## PROBLEM DETAILS
Nothing but the line holding "Can you see the chimney" and the lines after it, through the end of the records, should be set down, each exactly as it is.

## Records drawn from a dataset
________________________

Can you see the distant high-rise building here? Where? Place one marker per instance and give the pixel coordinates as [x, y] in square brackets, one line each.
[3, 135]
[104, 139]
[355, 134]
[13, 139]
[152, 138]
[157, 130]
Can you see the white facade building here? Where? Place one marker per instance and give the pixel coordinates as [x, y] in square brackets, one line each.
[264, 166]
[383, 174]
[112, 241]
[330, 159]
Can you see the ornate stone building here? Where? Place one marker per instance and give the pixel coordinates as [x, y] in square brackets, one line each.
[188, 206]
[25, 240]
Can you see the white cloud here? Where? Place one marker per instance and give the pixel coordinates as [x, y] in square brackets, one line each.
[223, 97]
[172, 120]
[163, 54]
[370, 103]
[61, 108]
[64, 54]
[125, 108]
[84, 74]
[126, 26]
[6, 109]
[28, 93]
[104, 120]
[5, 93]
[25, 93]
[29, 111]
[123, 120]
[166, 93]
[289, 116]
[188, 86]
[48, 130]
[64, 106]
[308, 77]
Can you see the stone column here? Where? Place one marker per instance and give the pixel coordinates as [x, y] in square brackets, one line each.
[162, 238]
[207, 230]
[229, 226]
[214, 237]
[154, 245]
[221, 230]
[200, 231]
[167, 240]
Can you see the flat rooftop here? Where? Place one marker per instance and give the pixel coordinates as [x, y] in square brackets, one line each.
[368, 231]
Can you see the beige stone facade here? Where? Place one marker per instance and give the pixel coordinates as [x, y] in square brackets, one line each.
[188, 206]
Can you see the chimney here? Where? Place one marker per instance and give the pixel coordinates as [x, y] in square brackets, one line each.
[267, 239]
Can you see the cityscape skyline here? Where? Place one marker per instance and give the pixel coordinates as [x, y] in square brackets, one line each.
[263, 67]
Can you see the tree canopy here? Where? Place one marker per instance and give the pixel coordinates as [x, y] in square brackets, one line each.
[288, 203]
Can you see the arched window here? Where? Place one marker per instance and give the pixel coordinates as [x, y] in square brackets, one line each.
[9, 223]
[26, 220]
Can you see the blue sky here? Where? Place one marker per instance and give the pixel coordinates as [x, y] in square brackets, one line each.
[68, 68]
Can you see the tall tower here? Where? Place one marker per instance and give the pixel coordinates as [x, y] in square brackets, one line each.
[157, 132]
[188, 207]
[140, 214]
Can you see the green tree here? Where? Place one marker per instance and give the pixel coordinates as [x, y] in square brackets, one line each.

________________________

## EXERCISE RESPONSE
Can you see the chimney here? Where? Place one marker per instance and give the pixel coordinates as [x, y] in square brackets, one line each.
[267, 239]
Can you see the cityscape skyline here? Where? Place one marker per instance and give the pixel coordinates as [x, y] in square brackets, one line each.
[263, 67]
Can you see the tree canopy here? Where? Place one marker per instance and give the pixel coordinates as [x, y] in square brackets, one line each.
[288, 203]
Can you see the arched window here? Where? Place one marker per instance and give the pixel coordinates as [x, y] in square brackets, one line each.
[9, 223]
[26, 220]
Can you see the blue sky here? Where? Place one marker per instance and give the pixel coordinates as [x, y] in square brackets, one line each.
[68, 68]
Can you see the tall tower here? Where? Place one marker per instance and give the pixel coordinates as [x, y] in square brackets, one line each.
[157, 132]
[188, 207]
[140, 214]
Can you see the green tree here? Where? Place one marker per instance and give the pixel coordinates as [x, y] in square brackets, one line each.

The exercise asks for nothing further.